Retype each record shown below, leaving every character as it is.

[Source data]
● ● ● ●

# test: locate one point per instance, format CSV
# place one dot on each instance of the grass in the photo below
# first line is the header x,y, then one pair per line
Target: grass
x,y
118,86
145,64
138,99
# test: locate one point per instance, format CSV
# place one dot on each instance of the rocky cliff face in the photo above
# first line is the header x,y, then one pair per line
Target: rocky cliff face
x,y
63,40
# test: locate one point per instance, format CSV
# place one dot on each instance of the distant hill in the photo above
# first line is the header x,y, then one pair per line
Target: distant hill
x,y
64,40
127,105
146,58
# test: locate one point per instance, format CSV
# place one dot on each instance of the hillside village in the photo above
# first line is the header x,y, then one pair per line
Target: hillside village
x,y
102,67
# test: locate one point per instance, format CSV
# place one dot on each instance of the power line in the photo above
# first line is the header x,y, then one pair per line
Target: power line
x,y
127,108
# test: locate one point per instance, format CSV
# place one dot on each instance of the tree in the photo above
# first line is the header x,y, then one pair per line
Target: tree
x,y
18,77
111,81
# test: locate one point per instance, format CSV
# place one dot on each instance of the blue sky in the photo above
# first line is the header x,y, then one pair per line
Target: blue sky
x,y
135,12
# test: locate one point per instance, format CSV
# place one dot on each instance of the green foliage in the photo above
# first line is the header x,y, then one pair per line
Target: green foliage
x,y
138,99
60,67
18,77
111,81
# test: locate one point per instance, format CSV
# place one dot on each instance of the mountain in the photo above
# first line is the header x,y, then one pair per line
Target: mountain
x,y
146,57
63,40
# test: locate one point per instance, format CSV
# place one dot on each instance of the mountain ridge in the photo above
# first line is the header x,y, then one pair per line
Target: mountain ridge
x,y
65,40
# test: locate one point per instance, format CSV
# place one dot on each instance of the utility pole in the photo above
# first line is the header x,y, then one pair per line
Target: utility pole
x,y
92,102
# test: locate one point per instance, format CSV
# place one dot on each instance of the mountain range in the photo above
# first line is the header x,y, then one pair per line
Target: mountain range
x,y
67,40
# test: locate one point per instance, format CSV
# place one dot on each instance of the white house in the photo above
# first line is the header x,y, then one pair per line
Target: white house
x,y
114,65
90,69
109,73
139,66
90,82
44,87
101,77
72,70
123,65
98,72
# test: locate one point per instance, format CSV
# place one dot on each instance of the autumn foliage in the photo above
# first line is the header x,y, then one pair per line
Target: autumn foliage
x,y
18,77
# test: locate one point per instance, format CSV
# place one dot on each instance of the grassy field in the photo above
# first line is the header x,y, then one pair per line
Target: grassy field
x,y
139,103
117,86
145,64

● ● ● ●

**WRITTEN SOLUTION:**
# test: locate one point per instance, format CSV
# place one dot on each instance of the grass in the photo below
# first line is the header x,y, then one pair per line
Target: grass
x,y
118,86
145,64
138,99
# test: locate one point per instance, format CSV
# place one dot on each instance of the rocky cliff face in the photo above
# first line is the header x,y, then one pair per line
Target: rocky cliff face
x,y
63,40
# test: locate one point per instance, format CSV
# place one dot on each instance of the distant hill in the photo above
# first line is the header x,y, then one pair per line
Target: distant hill
x,y
64,40
127,105
146,58
# test: locate one point per instance, format CSV
# place one dot on each instance of the hillside village in the photo above
# first line is the header x,y, then one pair per line
Target: hillside village
x,y
102,67
# test: locate one point per instance, format CSV
# place one dot on each instance of the power line in the photo above
# first line is the header x,y, then one pair per line
Target: power line
x,y
127,108
# test: locate one point per instance, format CSV
# place one dot on each instance of the tree in the photo above
# first line is the header x,y, then one pair per line
Target: tree
x,y
18,77
111,81
# test: locate one point per instance, format CSV
# place one dot on each instance of the blue sky in the photo above
# first line is the header x,y, then one pair per line
Target: blue sky
x,y
135,12
# test: locate one point per instance, format CSV
# place one dot on each instance of the green foliage in the photo above
# first line is the header x,y, then one pair per line
Target: green foliage
x,y
138,99
60,67
18,77
111,81
# test: locate one point per instance, format CSV
# place one dot on each instance of the mountain in the photo above
# first line is the header x,y, then one pair per line
Target: mountain
x,y
146,57
63,40
# test: locate one point per instance, format CSV
# place one dot on each instance of the mountain ridge in the photo above
# first line is the header x,y, then one pair per line
Target: mountain ridge
x,y
65,40
# test: locate one point per instance, format CSV
# place one dot on each instance of the utility pole in the photo above
# first line is the header x,y, then one pair per line
Target: utility pole
x,y
92,102
# test: locate one point per instance, format CSV
# place one dot on each instance of the mountain range in the photo above
# first line is the header x,y, then one pair per line
Target: mountain range
x,y
67,40
# test: locate one point per instance, format CSV
# place one dot on each instance of the white house in the photo above
# first line is the header x,y, then one pair per line
Target: white house
x,y
114,65
90,69
109,73
139,66
90,82
44,87
101,77
72,70
123,65
98,72
# test: locate one point per instance, format CSV
# place one dot on each instance of the autumn foliage in the photo above
# first line is the header x,y, then one pair per line
Target: autumn foliage
x,y
18,77
# test: locate one point per instance, format CSV
# place one dot on each instance of the grassy field in the photo above
# first line is the header x,y, then one pair per line
Target: grassy field
x,y
139,103
117,86
145,64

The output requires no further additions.